Your goal -> Without changing anything, transcribe all of the entries.

━━━ Records to process

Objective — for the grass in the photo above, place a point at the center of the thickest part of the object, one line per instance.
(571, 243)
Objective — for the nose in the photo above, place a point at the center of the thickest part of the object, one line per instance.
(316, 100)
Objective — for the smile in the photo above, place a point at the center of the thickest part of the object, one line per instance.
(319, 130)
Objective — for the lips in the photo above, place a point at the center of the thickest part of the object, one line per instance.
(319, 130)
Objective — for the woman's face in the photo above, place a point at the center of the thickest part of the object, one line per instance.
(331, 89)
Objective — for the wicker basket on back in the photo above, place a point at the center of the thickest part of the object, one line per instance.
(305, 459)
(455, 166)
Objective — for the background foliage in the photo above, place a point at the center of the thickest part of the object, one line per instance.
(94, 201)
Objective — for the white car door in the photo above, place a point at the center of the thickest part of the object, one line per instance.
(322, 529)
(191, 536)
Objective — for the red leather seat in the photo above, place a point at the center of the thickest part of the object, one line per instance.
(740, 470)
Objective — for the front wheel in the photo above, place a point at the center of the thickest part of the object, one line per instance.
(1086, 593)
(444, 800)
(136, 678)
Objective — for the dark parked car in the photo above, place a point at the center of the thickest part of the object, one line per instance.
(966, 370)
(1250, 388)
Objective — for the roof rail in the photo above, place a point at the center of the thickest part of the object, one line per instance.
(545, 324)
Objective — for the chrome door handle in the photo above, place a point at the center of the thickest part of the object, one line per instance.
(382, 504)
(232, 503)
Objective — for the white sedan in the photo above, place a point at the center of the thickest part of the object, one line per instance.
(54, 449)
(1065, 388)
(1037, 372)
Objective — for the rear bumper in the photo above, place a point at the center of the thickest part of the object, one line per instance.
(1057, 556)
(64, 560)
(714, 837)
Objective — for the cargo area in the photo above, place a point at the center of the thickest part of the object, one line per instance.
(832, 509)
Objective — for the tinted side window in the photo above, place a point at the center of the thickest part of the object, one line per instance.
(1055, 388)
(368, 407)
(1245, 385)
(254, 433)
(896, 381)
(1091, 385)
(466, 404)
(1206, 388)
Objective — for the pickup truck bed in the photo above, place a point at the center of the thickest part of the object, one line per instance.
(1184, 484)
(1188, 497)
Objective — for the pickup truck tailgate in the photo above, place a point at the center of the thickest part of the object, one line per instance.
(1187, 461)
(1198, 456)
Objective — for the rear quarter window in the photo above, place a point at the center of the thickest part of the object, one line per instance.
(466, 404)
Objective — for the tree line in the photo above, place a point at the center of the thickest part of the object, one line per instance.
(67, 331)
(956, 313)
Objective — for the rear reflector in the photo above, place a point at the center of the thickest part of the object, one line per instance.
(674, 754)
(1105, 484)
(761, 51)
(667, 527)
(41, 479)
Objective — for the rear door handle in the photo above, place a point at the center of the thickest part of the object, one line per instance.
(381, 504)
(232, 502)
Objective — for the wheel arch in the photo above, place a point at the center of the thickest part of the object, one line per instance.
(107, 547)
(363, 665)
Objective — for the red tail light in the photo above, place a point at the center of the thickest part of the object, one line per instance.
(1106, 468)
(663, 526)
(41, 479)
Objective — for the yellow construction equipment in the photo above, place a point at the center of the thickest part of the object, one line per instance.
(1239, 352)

━━━━━━

Answer for this exercise ->
Objective — for the grass in the photo above, place a point at the center of the thickest part of the object, one line per instance.
(571, 243)
Objective — for the nose in the photo above, place a point at the center of the thickest part of the object, one line per instance.
(316, 100)
Objective — for the smile in the photo above, place a point at the center of the thickest part of the object, one line per instance.
(319, 130)
Objective — for the lips in the photo above, place a point at the center of the thickest part of the object, one line per instance.
(319, 130)
Objective — for the woman's face in the photo above, place a point at the center of the thickest part of the object, one line per instance.
(331, 89)
Objective — for the wicker basket on back in the photo above, place a point at the center of the thickest part of the object, one line per instance.
(305, 459)
(455, 166)
Objective — for the background foliage in the photo above, place a point at the center of the thickest part of the object, one line per instance.
(94, 201)
Objective — for the white car door in the photo above, place a point at the center of the thickest part of the object, one line per instance.
(322, 529)
(191, 536)
Objective — for the red leather seat in the photo above, place a point at the center of the thickest part of the object, one line per instance.
(740, 470)
Objective — for the front wheel in the photo above, place a point at the center of the thickest part of the object, one line per instance.
(1086, 593)
(444, 800)
(136, 678)
Objective — for the dark parked car in the photo above, place a point at the center of the thickest part of the object, one line per instance.
(966, 370)
(1250, 388)
Objective — for the roof rail in the photo above, place a point at the center of the thickest part of the object, one line per instance.
(545, 324)
Objective — for the chrome door handle in the photo above, place a point at the center of the thickest part of the object, one line per instance.
(382, 504)
(232, 503)
Objective — for the white sedan in the photo above, place a point at the center of the thickest part of the object, one line per instance.
(54, 449)
(1065, 388)
(1037, 372)
Objective — for the rear bumper in the photo above, place a point at the center of the thickest part of the object, one line per instance.
(1057, 556)
(64, 560)
(714, 837)
Objective — for the cargo area in the photo above, place a point at the center of the thickest part of the object, one line per instance.
(832, 509)
Objective — for the tinted side window in the photo above, place a point at the center of the thickest part of the object, one line per instance.
(1055, 388)
(368, 407)
(1245, 385)
(254, 433)
(896, 381)
(1091, 385)
(466, 404)
(1206, 388)
Objective — for the pickup truck bed in the photo above, place a point at the center of the thickest part of the object, one line per instance.
(1184, 484)
(1188, 497)
Objective — for the pickup truck tailgate in the photo above, place a point at the center of the thickest part of the object, one line per instance.
(1187, 461)
(1198, 456)
Objective — for the rear quarter window in the photo above, place a point at the center of the thickest part of the object, one line per instance.
(466, 404)
Objective — for the tree line in the photo above, place a point at the center of the thickest part of the object, one line per instance.
(67, 331)
(956, 313)
Objective — for the rear reflector in the photo above, place a point at the center of the thickest part of the object, one line per instance.
(674, 754)
(1105, 484)
(761, 51)
(667, 527)
(41, 479)
Objective — for the rear door handle in the photo above, place a point at the center of the thickest part of the object, one line per instance.
(381, 504)
(232, 502)
Objective — for the wheel arch in the photo above, place a point at the center of the thickest part of the object, one line per instance.
(107, 547)
(363, 665)
Objective — for the red tail light in the photo above, place a point at the center of the thickest part of the object, one line per instance.
(1106, 468)
(663, 526)
(41, 479)
Objective — for the yellow construction equipment in the photo above, place a point at the center of the thickest part of the object, one line per instance.
(1239, 352)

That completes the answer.